───── RECORDS PROVIDED

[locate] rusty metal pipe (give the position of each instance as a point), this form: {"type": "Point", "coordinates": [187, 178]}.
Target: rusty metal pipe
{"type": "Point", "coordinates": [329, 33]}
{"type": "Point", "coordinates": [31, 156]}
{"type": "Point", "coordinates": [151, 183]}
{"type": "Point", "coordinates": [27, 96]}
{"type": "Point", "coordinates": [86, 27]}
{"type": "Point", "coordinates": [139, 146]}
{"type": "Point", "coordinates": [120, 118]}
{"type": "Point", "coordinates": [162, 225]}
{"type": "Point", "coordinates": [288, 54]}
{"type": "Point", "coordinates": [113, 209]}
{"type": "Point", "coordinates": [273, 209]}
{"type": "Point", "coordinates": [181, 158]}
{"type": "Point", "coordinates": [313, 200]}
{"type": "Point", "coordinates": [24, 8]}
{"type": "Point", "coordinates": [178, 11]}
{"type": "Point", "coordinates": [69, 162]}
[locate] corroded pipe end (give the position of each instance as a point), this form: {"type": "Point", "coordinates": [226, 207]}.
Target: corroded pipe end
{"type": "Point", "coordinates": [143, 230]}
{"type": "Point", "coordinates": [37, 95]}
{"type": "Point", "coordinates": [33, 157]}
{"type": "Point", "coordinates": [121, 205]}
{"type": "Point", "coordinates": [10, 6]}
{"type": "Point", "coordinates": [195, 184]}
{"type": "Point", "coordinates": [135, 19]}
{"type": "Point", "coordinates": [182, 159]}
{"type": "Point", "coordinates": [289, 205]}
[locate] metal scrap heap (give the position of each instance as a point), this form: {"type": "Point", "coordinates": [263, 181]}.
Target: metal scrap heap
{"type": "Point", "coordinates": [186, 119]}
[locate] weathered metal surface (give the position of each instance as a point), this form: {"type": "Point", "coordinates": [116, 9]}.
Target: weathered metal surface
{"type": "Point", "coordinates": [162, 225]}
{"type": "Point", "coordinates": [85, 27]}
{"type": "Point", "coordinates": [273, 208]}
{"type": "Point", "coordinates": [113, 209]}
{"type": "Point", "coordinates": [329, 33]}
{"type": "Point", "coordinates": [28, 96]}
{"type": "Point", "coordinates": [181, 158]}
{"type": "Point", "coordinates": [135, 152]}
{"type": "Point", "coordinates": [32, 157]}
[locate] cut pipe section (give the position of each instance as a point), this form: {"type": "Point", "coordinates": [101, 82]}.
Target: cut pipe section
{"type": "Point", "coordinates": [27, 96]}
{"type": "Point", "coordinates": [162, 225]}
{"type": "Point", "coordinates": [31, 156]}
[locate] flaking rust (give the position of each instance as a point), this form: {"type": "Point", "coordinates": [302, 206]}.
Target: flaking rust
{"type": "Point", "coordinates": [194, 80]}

──────────

# TASK REQUIREMENTS
The data must be duplicated exactly, with nothing left out.

# SOLUTION FOR THIS EXERCISE
[locate] rusty metal pipe (give the position of each instance as a point), this form: {"type": "Point", "coordinates": [187, 178]}.
Target: rusty metal pipe
{"type": "Point", "coordinates": [329, 33]}
{"type": "Point", "coordinates": [31, 156]}
{"type": "Point", "coordinates": [151, 183]}
{"type": "Point", "coordinates": [27, 96]}
{"type": "Point", "coordinates": [86, 27]}
{"type": "Point", "coordinates": [139, 146]}
{"type": "Point", "coordinates": [120, 118]}
{"type": "Point", "coordinates": [162, 225]}
{"type": "Point", "coordinates": [288, 54]}
{"type": "Point", "coordinates": [113, 209]}
{"type": "Point", "coordinates": [273, 209]}
{"type": "Point", "coordinates": [181, 158]}
{"type": "Point", "coordinates": [313, 200]}
{"type": "Point", "coordinates": [24, 8]}
{"type": "Point", "coordinates": [178, 11]}
{"type": "Point", "coordinates": [69, 162]}
[locate] corroded pipe end (give the position of each instance as a point), this form: {"type": "Point", "coordinates": [226, 207]}.
Target: corroded pipe end
{"type": "Point", "coordinates": [143, 230]}
{"type": "Point", "coordinates": [37, 95]}
{"type": "Point", "coordinates": [33, 157]}
{"type": "Point", "coordinates": [121, 205]}
{"type": "Point", "coordinates": [10, 6]}
{"type": "Point", "coordinates": [195, 184]}
{"type": "Point", "coordinates": [135, 19]}
{"type": "Point", "coordinates": [182, 159]}
{"type": "Point", "coordinates": [289, 205]}
[locate] metal scrap heap (give the position of each instance as a point), this form: {"type": "Point", "coordinates": [263, 181]}.
Target: metal scrap heap
{"type": "Point", "coordinates": [186, 119]}
[locate] weathered metal surface (give the position of each instance as a point), this form: {"type": "Point", "coordinates": [116, 9]}.
Target: weathered metal surface
{"type": "Point", "coordinates": [162, 225]}
{"type": "Point", "coordinates": [85, 27]}
{"type": "Point", "coordinates": [273, 208]}
{"type": "Point", "coordinates": [113, 209]}
{"type": "Point", "coordinates": [329, 33]}
{"type": "Point", "coordinates": [28, 96]}
{"type": "Point", "coordinates": [181, 158]}
{"type": "Point", "coordinates": [135, 152]}
{"type": "Point", "coordinates": [32, 157]}
[locate] cut pipe section (give the position of each instance as a point), this form: {"type": "Point", "coordinates": [101, 82]}.
Target: cut pipe section
{"type": "Point", "coordinates": [27, 96]}
{"type": "Point", "coordinates": [162, 225]}
{"type": "Point", "coordinates": [31, 156]}
[locate] flaking rust (give the position of each instance as a point), this form: {"type": "Point", "coordinates": [302, 206]}.
Target: flaking rust
{"type": "Point", "coordinates": [194, 80]}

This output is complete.